Convert the items, from their start through the line that contains "box: [349, 713, 378, 774]", both ends included, into a Markdown table with the columns Row and Line. Give each nonblank line a numbered row, and leave the pictures out.

+ + + + + + +

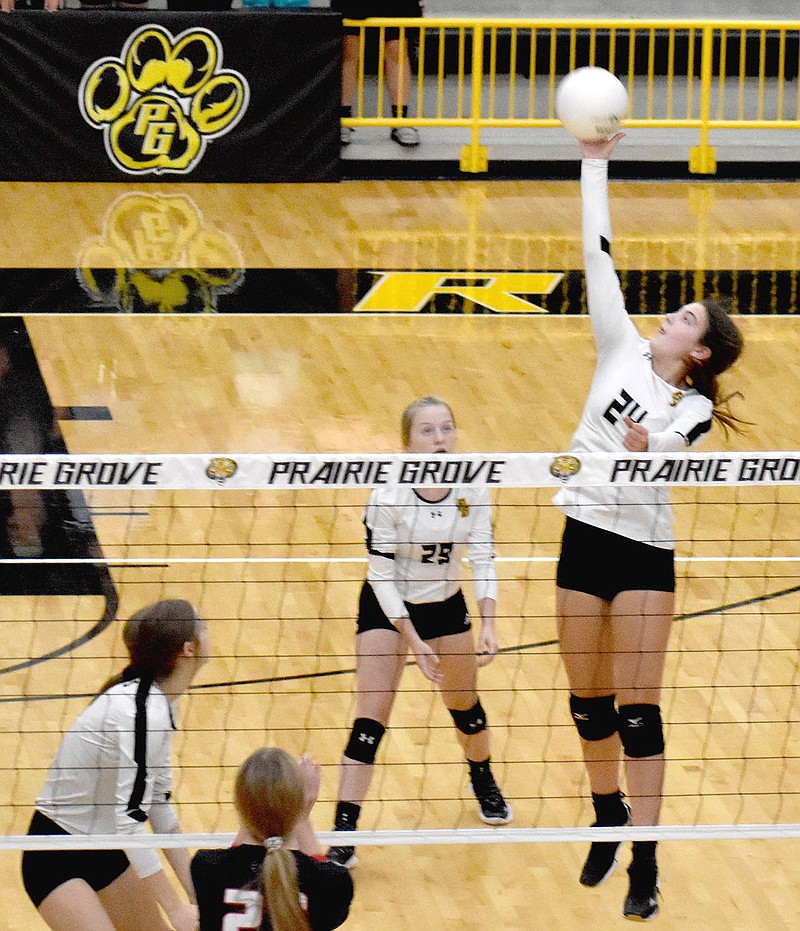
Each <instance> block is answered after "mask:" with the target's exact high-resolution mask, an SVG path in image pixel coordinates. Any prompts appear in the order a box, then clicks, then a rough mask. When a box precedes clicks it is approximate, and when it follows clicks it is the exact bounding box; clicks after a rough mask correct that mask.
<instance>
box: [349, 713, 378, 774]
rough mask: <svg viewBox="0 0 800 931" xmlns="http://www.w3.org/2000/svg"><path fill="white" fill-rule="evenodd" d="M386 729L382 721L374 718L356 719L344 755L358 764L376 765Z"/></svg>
mask: <svg viewBox="0 0 800 931" xmlns="http://www.w3.org/2000/svg"><path fill="white" fill-rule="evenodd" d="M385 733H386V728H385V727H384V726H383V725H382V724H381V723H380V721H374V720H373V719H372V718H356V719H355V721H353V729H352V731H350V740H348V741H347V746H346V747H345V748H344V755H345V756H346V757H347V758H348V759H350V760H355V761H356V762H357V763H374V762H375V754H376V753H377V752H378V747H379V746H380V742H381V738H382V737H383V735H384V734H385Z"/></svg>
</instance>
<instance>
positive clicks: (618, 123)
mask: <svg viewBox="0 0 800 931" xmlns="http://www.w3.org/2000/svg"><path fill="white" fill-rule="evenodd" d="M627 111H628V92H627V91H626V90H625V86H624V84H623V83H622V81H620V80H619V78H617V77H616V76H615V75H613V74H612V73H611V72H610V71H606V69H605V68H597V67H595V66H594V65H592V66H587V67H585V68H576V69H575V71H570V73H569V74H568V75H567V76H566V77H564V78H563V79H562V80H561V82H560V84H559V85H558V87H557V88H556V116H557V117H558V118H559V119H560V120H561V122H562V124H563V125H564V128H565V129H566V130H567V131H568V132H570V133H572V135H573V136H575V137H576V139H583V140H586V141H597V140H600V139H608V137H609V136H611V135H613V134H614V133H615V132H616V131H617V130H618V129H619V126H620V123H621V122H622V120H623V119H624V118H625V114H626V113H627Z"/></svg>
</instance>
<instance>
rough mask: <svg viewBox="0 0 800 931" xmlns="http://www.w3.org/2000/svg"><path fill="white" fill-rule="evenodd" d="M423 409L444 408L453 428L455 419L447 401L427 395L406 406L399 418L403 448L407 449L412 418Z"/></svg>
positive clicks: (400, 433)
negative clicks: (402, 443)
mask: <svg viewBox="0 0 800 931" xmlns="http://www.w3.org/2000/svg"><path fill="white" fill-rule="evenodd" d="M423 407H446V408H447V411H448V413H449V414H450V419H451V420H452V421H453V425H454V426H455V422H456V419H455V417H454V416H453V409H452V408H451V407H450V405H449V404H448V403H447V401H443V400H442V399H441V398H437V397H436V395H429V396H428V397H426V398H417V400H416V401H412V402H411V404H409V405H408V407H407V408H406V409H405V410H404V411H403V414H402V416H401V418H400V439H401V440H402V441H403V448H405V447H407V446H408V444H409V443H410V442H411V428H412V427H413V426H414V418H415V417H416V416H417V412H418V411H421V410H422V408H423Z"/></svg>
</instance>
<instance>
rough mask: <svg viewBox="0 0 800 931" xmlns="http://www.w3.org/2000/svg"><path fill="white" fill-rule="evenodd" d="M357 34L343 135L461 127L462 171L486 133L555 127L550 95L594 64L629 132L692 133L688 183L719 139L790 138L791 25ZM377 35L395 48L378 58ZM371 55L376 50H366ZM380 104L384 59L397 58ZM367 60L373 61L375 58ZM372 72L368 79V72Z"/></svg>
mask: <svg viewBox="0 0 800 931" xmlns="http://www.w3.org/2000/svg"><path fill="white" fill-rule="evenodd" d="M345 23H346V25H347V26H349V27H353V28H357V29H358V31H359V50H360V56H359V68H358V89H357V94H356V100H355V101H354V108H353V115H352V118H350V119H346V120H343V123H344V124H345V125H348V126H353V127H357V126H397V125H401V124H405V125H411V126H438V127H462V128H464V129H465V130H468V132H469V142H468V143H467V144H466V145H464V147H463V148H462V150H461V158H460V163H461V169H462V170H463V171H465V172H481V171H485V170H486V167H487V163H488V151H487V149H486V146H485V144H484V142H485V139H486V136H487V135H488V131H489V130H491V129H494V128H513V127H531V128H537V127H542V128H543V127H554V126H558V125H559V121H558V119H557V118H556V115H555V89H556V86H557V84H558V82H559V80H560V79H561V77H563V75H564V74H566V73H567V72H568V71H570V70H572V69H573V68H577V67H580V66H581V65H600V66H601V67H605V68H608V69H609V70H610V71H613V72H614V73H615V74H617V76H618V77H620V79H621V80H622V81H623V83H625V84H626V86H627V89H628V98H629V109H628V114H627V118H626V120H625V125H626V126H628V127H659V128H661V127H663V128H679V129H696V130H697V132H698V144H697V145H695V146H692V147H690V149H689V152H688V158H689V168H690V170H691V171H692V172H695V173H697V174H712V173H714V172H715V171H716V148H715V146H714V145H712V139H711V133H712V132H713V131H714V130H719V129H743V130H754V129H757V130H765V129H800V82H798V81H797V80H796V78H797V73H798V68H799V67H800V22H797V21H791V22H790V21H786V22H783V21H769V22H767V21H751V22H748V21H739V20H730V21H722V20H719V21H714V22H702V21H697V20H694V21H692V20H687V21H684V20H680V21H679V20H634V19H616V20H612V19H608V20H585V21H584V20H564V19H537V20H520V19H471V20H467V19H370V20H361V21H349V20H348V21H345ZM387 29H393V30H399V39H398V40H395V41H394V42H392V43H391V44H390V45H389V46H388V49H387V32H386V30H387ZM375 47H376V48H377V52H376V51H375ZM409 48H411V49H418V52H417V53H416V54H415V55H414V56H413V59H414V60H413V62H412V66H411V69H410V84H411V86H410V87H408V86H404V85H406V84H407V83H408V77H407V76H406V74H407V73H406V72H405V70H404V69H403V68H402V67H401V68H399V69H398V74H399V78H398V81H397V86H395V87H393V88H390V90H391V91H392V93H393V94H394V96H395V97H396V98H397V100H396V101H394V102H398V101H399V102H400V103H408V106H409V113H408V115H406V116H404V117H400V116H394V115H393V114H392V113H391V111H390V110H389V108H388V106H387V105H386V103H385V98H386V96H387V94H386V91H387V82H386V79H385V77H384V65H385V62H386V56H387V54H397V55H398V56H399V58H400V60H401V61H404V60H405V56H406V55H407V54H408V51H409ZM376 54H377V60H376V58H375V55H376ZM373 71H374V72H375V73H374V74H373V73H372V72H373Z"/></svg>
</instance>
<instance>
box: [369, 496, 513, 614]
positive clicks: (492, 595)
mask: <svg viewBox="0 0 800 931" xmlns="http://www.w3.org/2000/svg"><path fill="white" fill-rule="evenodd" d="M364 524H365V526H366V529H367V550H368V551H369V568H368V571H367V581H368V582H369V583H370V584H371V585H372V588H373V589H374V591H375V595H376V597H377V599H378V603H379V604H380V606H381V608H382V610H383V612H384V613H385V614H386V616H387V617H388V618H389V619H390V620H393V619H395V618H398V617H403V616H405V615H406V614H407V613H408V612H407V611H406V608H405V606H404V604H403V602H404V601H408V602H410V603H411V604H424V603H428V602H432V601H445V600H446V599H447V598H450V597H452V596H453V595H455V594H456V592H458V590H459V589H460V588H461V578H462V560H463V557H464V553H465V551H466V554H467V556H468V558H469V562H470V568H471V570H472V584H473V587H474V589H475V596H476V598H477V599H478V600H479V601H480V600H481V599H482V598H493V599H495V600H496V598H497V576H496V574H495V568H494V534H493V531H492V505H491V501H490V499H489V491H488V489H486V488H482V487H472V486H463V487H458V488H451V489H450V491H449V492H448V494H447V497H446V498H444V499H443V500H441V501H436V502H431V501H425V500H424V499H423V498H421V497H420V496H419V495H418V494H417V492H416V491H415V490H414V489H413V488H410V487H408V486H386V487H381V488H376V489H375V490H374V491H373V492H372V494H371V495H370V498H369V502H368V503H367V508H366V511H365V512H364Z"/></svg>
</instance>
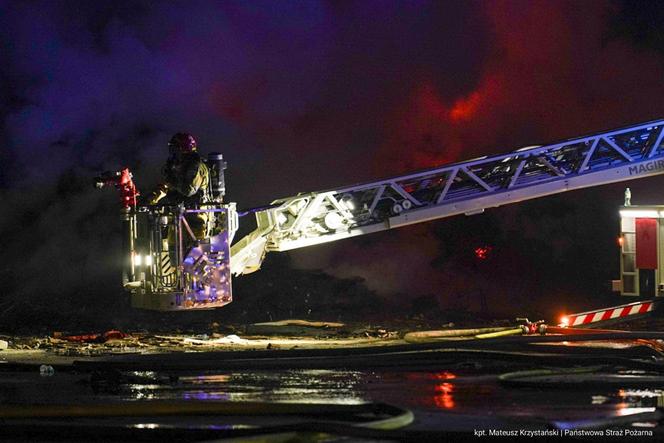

+ + + + + + +

→ **Answer to the exercise**:
| Row | Line |
|---|---|
| 1 | Each <instance> block is answered after "mask:" with the target's exact high-resolution mask, an SVG path in image pixel coordinates. Any prompts appear in the order a box, then clicks, then a rough mask. When a box precedes clicks it is approximate, and when it follows clicks it is the exact bounding box; clicks after a rough mask correct that mask. |
| 2 | <instance> |
| 3 | box: [349, 713, 378, 774] |